[Extract provided]
☆ ☆ ☆ ☆ ☆
Saturday, November 08, 2014

On the Pope's Latin American ethos

A comment by Maria Gabriela Salvarrey Rodri on William Oddie's article, "Will Pope's Defense of Faith at Synod Ease Anxious Minds?" (Crisis, October 30, 2014), offers some possible cultural insights. She writes:
I was reared in Australia but I spent 30 years of my adult life in Uruguay a small country bordering Argentina. I'm not saying it can be an excuse for everything but there is some truth to the fact that his style is typical of South America, especially the southern cone, as they call it. Over there you can very rarely if ever find a priest or a bishop that will give a clear and unambiguous homily. The few that do earn themselves many enemies. Sometimes this goes against their work because they get completely cut off so no one listens to a word they say again. In South America it's the kingdom of gradualism, "don't rock the boat" ph[i]losophy is king.You can't give them too much truth in one dose because it makes them deaf and hard as a stone to any truth thereafter. I'm stating this with great experience. I said the truth too clearly and I got marginalized more than quick and it didn't look like at least for now that it had any good result. That said I don't regret it and I still think clear and truthful is the best. But you must take into account he was born reared and formed as a priest there. If he became a bishop there it's not been for his capacity for being crystal clear strong and unambiguous.

This said I am praying a lot these days and think we should all pray and do more penance. Things don't look good and I'm not too sure he knows how to handle things. But people down in South America are very much mostly oblivious of most of the details and uninterested.
[Hat tip to JM]


2 comments:








New Catholic

said...

That is giving way too much relevance to culture over CHARACTER. It is a character issue, not a cultural one.
☆ ☆ ☆ ☆ ☆
[Data excerpts]
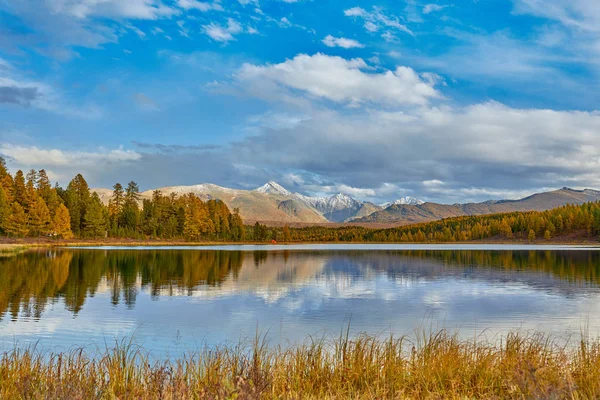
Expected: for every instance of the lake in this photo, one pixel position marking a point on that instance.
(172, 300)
☆ ☆ ☆ ☆ ☆
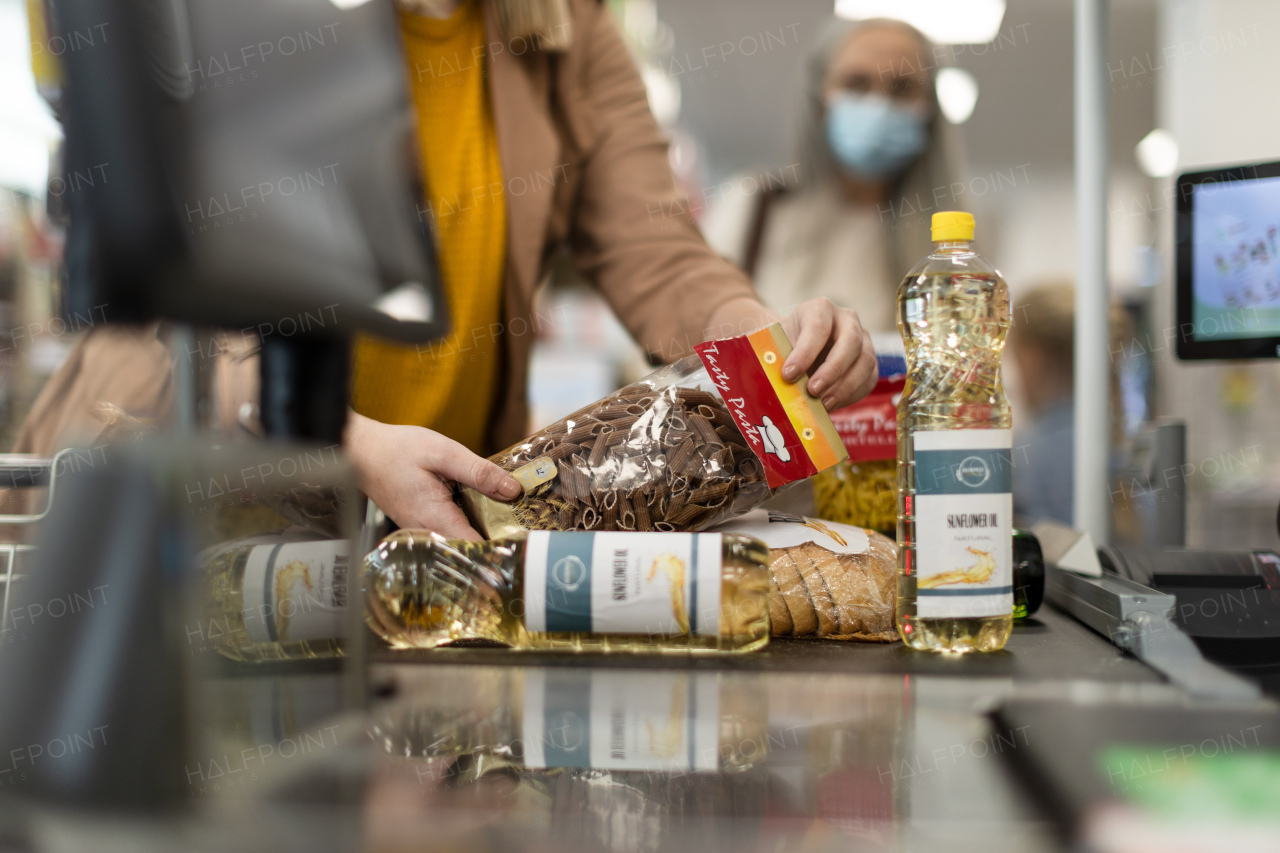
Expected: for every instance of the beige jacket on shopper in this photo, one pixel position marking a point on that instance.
☆ ☆ ☆ ☆ ☆
[Exercise A]
Translate into Spanish this sentence from the blog post on the Pope's Latin American ethos: "Over there you can very rarely if ever find a priest or a bishop that will give a clear and unambiguous homily."
[Exercise B]
Write the next part of the blog post on the Pope's Latin American ethos, starting after its final line.

[Response A]
Allí muy rara vez, si es que alguna, se encuentra un sacerdote o un obispo que dé una homilía clara y sin ambigüedades.

[Response B]
This comment was much better:

--

Dr. Timothy J. Williams:

When I saw the title of this article, I assumed the question it poses was meant rhetorically, and asked with perhaps a touch of sarcasm. But as I continued to read, I discovered to my amazement that Mr. Oddie is serious. He actually believes that Francis issued some sort of transparently Catholic statements at the conclusion of the Synod. And then, he quotes the very passages he believes buttress his argument that Francis is a good, orthodox, albeit misunderstood, pontiff.

Seriously? The sophomoric language, the wagging finger, the name-calling, the inscrutable allusions, the sweeping generalizations, the novel formulae, the contradictory assertions, the constant sneering at everyone… all of this is the writing of a defender of the faith, a great evangelizer? Yes, says Mr. Oddie! The Pope’s meaning is quite clear, but just twisted, distorted, taken out of context by a manipulative press. (Yet Mr. Oddie himself notes that some of the conservative voices who saved this Synod from disaster will not be around next time, by the express will of Francis, yet we are NOT to ascribe this to liberalism or Jesuitical machinations!)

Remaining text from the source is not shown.